■ EXERCISE GOAL
Please copy, exactly as written, the span from the first line below to the line that contains "arched window as (x, y), one per line", including both, and skip the pictures.

(Records from a data source)
>>>>
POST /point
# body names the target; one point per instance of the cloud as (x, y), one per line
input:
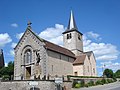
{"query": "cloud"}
(102, 51)
(93, 35)
(111, 65)
(13, 45)
(4, 39)
(53, 34)
(14, 25)
(18, 36)
(12, 52)
(6, 64)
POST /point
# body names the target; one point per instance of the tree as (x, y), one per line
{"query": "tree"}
(108, 73)
(117, 73)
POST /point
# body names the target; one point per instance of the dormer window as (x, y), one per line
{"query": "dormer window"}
(69, 36)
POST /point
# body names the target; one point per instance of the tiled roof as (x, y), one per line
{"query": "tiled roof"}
(79, 60)
(88, 53)
(58, 49)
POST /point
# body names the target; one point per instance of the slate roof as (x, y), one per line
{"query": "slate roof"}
(79, 59)
(58, 49)
(50, 46)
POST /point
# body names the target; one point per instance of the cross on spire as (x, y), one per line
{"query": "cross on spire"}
(71, 23)
(29, 23)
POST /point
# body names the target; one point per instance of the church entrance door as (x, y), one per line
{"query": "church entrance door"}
(28, 72)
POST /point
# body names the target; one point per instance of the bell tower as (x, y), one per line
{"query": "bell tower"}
(72, 38)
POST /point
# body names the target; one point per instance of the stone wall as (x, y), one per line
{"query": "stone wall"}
(26, 85)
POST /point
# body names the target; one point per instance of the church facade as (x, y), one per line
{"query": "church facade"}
(36, 58)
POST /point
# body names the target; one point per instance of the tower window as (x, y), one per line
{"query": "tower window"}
(28, 56)
(69, 36)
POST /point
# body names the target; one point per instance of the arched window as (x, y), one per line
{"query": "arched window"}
(69, 36)
(28, 56)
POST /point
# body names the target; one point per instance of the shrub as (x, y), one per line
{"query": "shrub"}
(103, 81)
(109, 80)
(98, 82)
(77, 85)
(86, 85)
(91, 83)
(82, 84)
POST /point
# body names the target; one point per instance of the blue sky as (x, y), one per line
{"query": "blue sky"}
(98, 20)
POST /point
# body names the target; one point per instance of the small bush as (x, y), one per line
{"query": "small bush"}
(74, 83)
(82, 84)
(77, 85)
(103, 81)
(109, 80)
(98, 82)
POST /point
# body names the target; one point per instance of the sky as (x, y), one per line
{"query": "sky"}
(98, 20)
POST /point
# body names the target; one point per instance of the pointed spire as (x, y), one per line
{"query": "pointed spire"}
(71, 24)
(29, 24)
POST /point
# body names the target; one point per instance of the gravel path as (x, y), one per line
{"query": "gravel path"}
(111, 86)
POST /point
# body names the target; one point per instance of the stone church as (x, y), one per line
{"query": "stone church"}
(36, 58)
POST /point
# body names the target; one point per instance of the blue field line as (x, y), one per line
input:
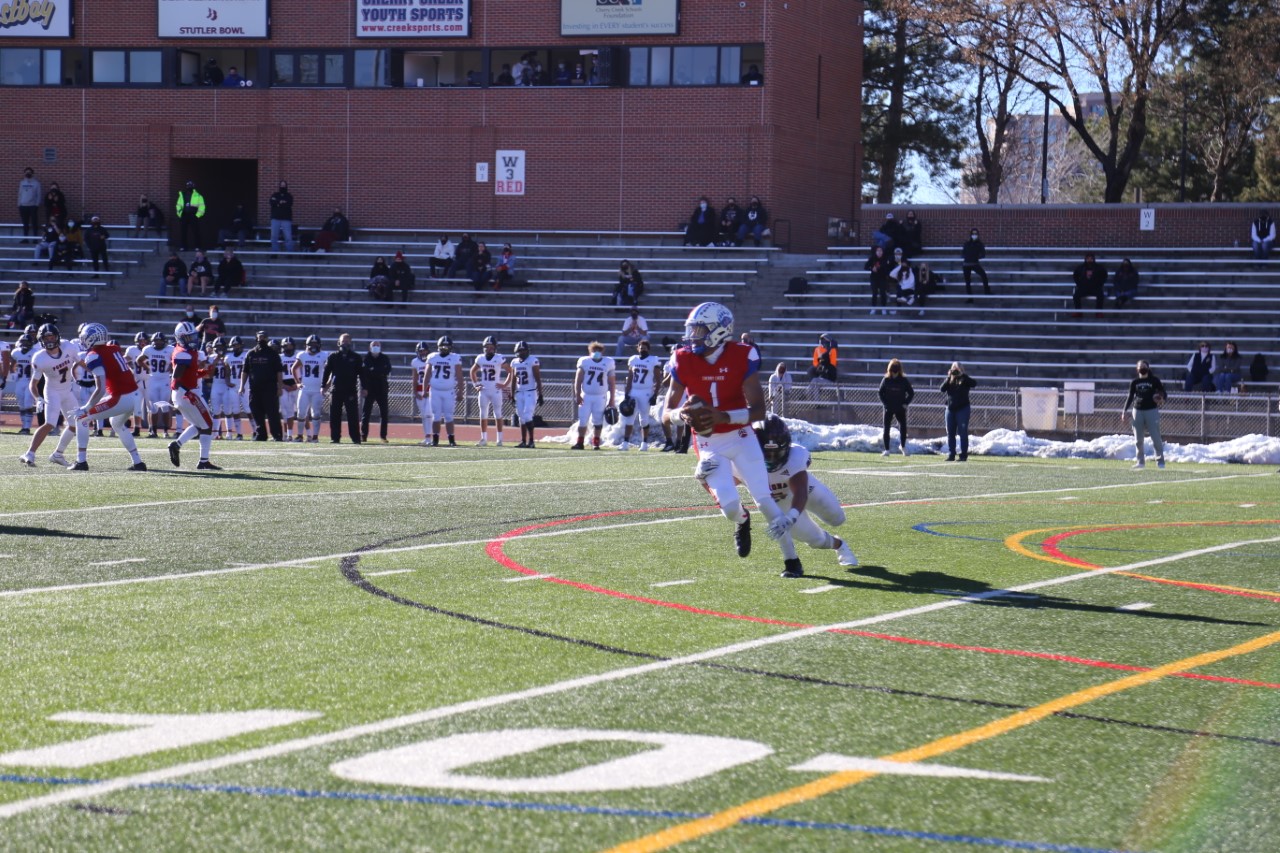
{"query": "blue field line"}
(421, 799)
<<<<
■ RESULT
POST /point
# body names the target; one point per instance of the cloud as (x, y), one per line
input:
{"query": "cloud"}
(102, 51)
(93, 35)
(111, 65)
(13, 45)
(4, 39)
(53, 34)
(14, 25)
(18, 36)
(12, 52)
(6, 64)
POST /point
# body names the target; one point per instance of the tree as (x, y), one per line
{"query": "tree"}
(108, 73)
(117, 73)
POST /point
# body names the target; one point per instance of the dormer window as (x, y), one per line
{"query": "dormer window"}
(69, 36)
POST /point
# body names the target; one point per instance of the tiled roof as (x, y), one per line
{"query": "tiled roof"}
(79, 60)
(88, 53)
(58, 49)
POST /point
# body names the target; one point per instance of the slate roof as (x, y), one per line
{"query": "slate roof"}
(79, 59)
(58, 49)
(50, 46)
POST /point
# body names the target; one point per instance of the cross on spire as (x, y), one per line
{"query": "cross on spire"}
(71, 23)
(29, 23)
POST /point
# body names the target; one point per instance of the church entrance door as (x, y), one per line
{"query": "church entrance door"}
(28, 72)
POST /point
# body names the target; one point per instance of the bell tower as (x, y), one per line
{"query": "bell tower"}
(72, 38)
POST /point
# body names the target; one point per instance of the stone wall as (x, y), one per line
{"query": "stone wall"}
(26, 85)
POST /point
# body names the target; one point per instance of the church facade as (x, y), one per line
{"query": "church facade"}
(36, 58)
POST /point
# body names the target; one point per instance of the tower window as (x, y), one per line
{"query": "tower window"}
(28, 56)
(69, 36)
POST /point
# body names the target; one point per instance of the arched window as (x, y), one per line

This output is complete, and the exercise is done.